* [WORK ITEM]:
Your answer must be an exact copy of every record below.

* [DATA EXTRACTS]:
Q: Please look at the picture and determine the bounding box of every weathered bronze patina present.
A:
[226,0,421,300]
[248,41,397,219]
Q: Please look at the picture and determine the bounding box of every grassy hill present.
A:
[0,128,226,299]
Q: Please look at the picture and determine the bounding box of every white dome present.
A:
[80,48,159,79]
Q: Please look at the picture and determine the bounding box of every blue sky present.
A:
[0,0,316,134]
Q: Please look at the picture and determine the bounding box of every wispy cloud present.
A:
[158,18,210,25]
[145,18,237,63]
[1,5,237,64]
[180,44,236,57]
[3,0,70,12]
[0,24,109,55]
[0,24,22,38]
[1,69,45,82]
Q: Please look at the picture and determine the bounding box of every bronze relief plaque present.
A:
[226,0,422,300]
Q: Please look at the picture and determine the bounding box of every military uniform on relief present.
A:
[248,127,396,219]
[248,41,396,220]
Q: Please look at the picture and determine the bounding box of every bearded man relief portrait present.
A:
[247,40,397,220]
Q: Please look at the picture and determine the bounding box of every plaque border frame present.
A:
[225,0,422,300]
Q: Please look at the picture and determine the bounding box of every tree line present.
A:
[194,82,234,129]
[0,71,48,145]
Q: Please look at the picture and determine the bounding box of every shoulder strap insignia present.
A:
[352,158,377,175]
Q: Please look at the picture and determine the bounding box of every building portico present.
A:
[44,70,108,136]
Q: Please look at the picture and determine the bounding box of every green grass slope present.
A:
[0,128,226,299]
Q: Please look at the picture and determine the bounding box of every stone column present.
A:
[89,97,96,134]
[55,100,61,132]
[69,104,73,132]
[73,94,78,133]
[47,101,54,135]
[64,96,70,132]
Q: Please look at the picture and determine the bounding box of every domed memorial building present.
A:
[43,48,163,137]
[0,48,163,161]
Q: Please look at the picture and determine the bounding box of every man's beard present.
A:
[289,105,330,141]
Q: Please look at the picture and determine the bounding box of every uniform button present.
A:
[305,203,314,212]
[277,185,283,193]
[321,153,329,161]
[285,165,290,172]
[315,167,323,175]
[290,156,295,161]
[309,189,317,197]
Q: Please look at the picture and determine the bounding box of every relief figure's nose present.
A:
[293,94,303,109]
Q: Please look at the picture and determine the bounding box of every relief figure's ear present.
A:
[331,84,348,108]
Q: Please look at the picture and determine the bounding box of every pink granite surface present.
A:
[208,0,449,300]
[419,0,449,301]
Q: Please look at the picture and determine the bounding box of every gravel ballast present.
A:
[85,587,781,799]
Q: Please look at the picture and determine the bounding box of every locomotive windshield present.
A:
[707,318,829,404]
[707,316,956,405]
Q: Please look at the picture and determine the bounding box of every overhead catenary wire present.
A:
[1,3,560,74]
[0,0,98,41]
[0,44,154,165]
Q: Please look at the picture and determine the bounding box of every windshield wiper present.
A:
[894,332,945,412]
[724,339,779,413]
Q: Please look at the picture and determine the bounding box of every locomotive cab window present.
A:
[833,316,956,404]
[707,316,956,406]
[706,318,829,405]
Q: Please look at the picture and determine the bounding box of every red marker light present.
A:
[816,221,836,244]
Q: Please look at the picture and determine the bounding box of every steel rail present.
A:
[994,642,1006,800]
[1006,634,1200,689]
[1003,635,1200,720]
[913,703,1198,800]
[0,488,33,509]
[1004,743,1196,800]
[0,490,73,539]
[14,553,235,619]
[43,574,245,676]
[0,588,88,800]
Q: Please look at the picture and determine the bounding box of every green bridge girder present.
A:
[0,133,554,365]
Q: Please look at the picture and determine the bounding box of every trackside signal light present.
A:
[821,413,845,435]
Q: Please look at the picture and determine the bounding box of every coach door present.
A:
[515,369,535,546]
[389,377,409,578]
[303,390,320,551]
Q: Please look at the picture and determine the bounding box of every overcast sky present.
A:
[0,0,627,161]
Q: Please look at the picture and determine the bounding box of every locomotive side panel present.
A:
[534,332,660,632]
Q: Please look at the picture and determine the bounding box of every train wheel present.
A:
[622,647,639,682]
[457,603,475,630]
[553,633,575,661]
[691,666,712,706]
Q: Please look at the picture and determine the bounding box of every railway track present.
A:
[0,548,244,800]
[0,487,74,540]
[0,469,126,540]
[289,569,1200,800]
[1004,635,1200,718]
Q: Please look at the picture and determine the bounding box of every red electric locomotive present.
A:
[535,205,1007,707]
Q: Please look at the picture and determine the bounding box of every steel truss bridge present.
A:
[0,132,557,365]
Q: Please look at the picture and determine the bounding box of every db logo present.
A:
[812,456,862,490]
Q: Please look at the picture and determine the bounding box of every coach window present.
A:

* [WRITTEN ANSWER]:
Q: Please look at the picture and determine the bounding box of every weathered bronze patina present.
A:
[226,0,421,300]
[248,41,397,219]
Q: Please look at the picture and determine the bounding box of every grassy hill present.
A:
[0,128,226,299]
Q: Please look at the picture and determine the bounding box of every white dome present.
A:
[80,48,159,79]
Q: Please look at the picture and determine the bounding box of every blue sky present.
A:
[0,0,316,134]
Q: Please look at the picture and determine the bounding box of every wispy cloud present.
A:
[158,18,210,25]
[145,18,237,63]
[1,5,237,64]
[180,44,236,57]
[3,0,70,12]
[0,24,109,55]
[0,24,22,38]
[1,69,45,82]
Q: Please look at the picture and determine the bounding box of every bronze relief plaque present.
A:
[226,0,422,300]
Q: Please look at the picture and determine the bounding box of every military uniform on relief present.
A:
[248,127,396,219]
[248,41,396,220]
Q: Please look at the picture and determine the bounding box of every bearded man relief portrait present.
A:
[247,40,397,220]
Q: Please look at the picture and determine the bounding box of every plaque border frame present.
A:
[225,0,422,300]
Q: Please look at the picture and determine the bounding box of every tree line present.
A:
[194,82,234,129]
[0,71,48,145]
Q: Please look at the picture and determine the bounding box of every shoulder strap insignia present.
A:
[352,158,377,175]
Q: Please look at the picture and determine the bounding box of every building portico present.
A:
[44,70,108,136]
Q: Please look at the picture and determine the bounding box of every green grass slope present.
A:
[0,128,226,299]
Q: Please look at the picture and determine the bounding box of every stone column present.
A:
[89,97,96,134]
[55,100,61,132]
[69,104,73,132]
[73,94,78,133]
[47,101,54,135]
[64,96,70,132]
Q: Please look at the picture and determine the bounding box of every domed memorial building present.
A:
[43,48,163,137]
[0,48,163,161]
Q: Please look at the picture and determine the bounding box of every man's beard present.
A:
[289,105,330,141]
Q: Please look at the picture and determine the bounding box of every uniform button present.
A:
[305,203,314,212]
[277,185,283,193]
[321,153,329,161]
[285,165,290,172]
[315,167,323,175]
[290,156,295,161]
[309,189,317,197]
Q: Please look at the picture and determine the bounding box of every relief figure's nose present.
A:
[293,94,303,109]
Q: Please look at the picture and determine the bounding box of every relief figure's ear present.
A:
[331,84,348,108]
Q: Please look at the picture and determine the bounding box of every pink granite surface present.
A:
[208,0,449,300]
[419,0,449,301]
Q: Please look at the picture and determine the bounding box of every gravel ballast present.
A:
[85,587,781,799]
Q: Please look at the picture and determine the bounding box of every locomotive windshield present.
A:
[707,318,829,404]
[707,316,956,405]
Q: Please look at the picture and determine the bounding box of every overhead catenary wire present.
A:
[1,3,560,74]
[0,0,98,41]
[0,44,154,165]
Q: Please look at the picture and determine the bounding box of every windshield wiper present.
A:
[894,332,945,412]
[724,339,779,413]
Q: Please look at the picture and determine the bounding box of every locomotive cab window present.
A:
[833,316,956,404]
[707,316,956,406]
[706,318,829,405]
Q: Please look at the picture and determine the bounding box of every red marker light present.
A:
[816,221,836,244]
Q: Please look at the picture and determine the bounding box of every steel rail present.
A:
[994,642,1006,800]
[1006,634,1200,689]
[1003,635,1200,720]
[913,703,1198,800]
[0,488,33,509]
[1004,743,1196,800]
[0,490,73,539]
[14,553,235,619]
[43,574,245,676]
[0,588,88,800]
Q: Please look at the picture and determine the bounding box of every green bridge girder present.
A:
[0,133,554,365]
Q: Please look at the picture and determine the bounding box of every trackside signal light present.
A:
[821,413,845,435]
Q: Please look at the picture and determine the bounding box of every coach door present.
A:
[515,369,535,546]
[389,377,409,578]
[303,390,320,551]
Q: Please look at the picture and determine the bounding box of every overcast sky present.
A:
[0,0,627,161]
Q: Please look at the picture and determine the bounding box of every locomotive side panel present.
A:
[534,332,660,632]
Q: Please look at the picture and determine the bounding box of every train wheel present.
A:
[622,647,639,682]
[457,603,475,630]
[553,633,575,661]
[691,666,712,706]
Q: Please look at the picture and determine the bounding box of every railway track present.
A:
[0,548,244,800]
[0,487,74,540]
[0,469,126,540]
[289,569,1200,800]
[1004,635,1200,718]
Q: Please look at the picture and determine the bounding box of every red electric locomotive present.
A:
[535,205,1007,707]
Q: Please look at the picture and determine the bounding box of every steel truss bridge present.
A:
[0,132,557,365]
Q: Please look at the picture and determine the bounding box of every db logo present.
A:
[812,456,862,490]
Q: Please look at the picture and determine the bounding box of every coach window present.
A:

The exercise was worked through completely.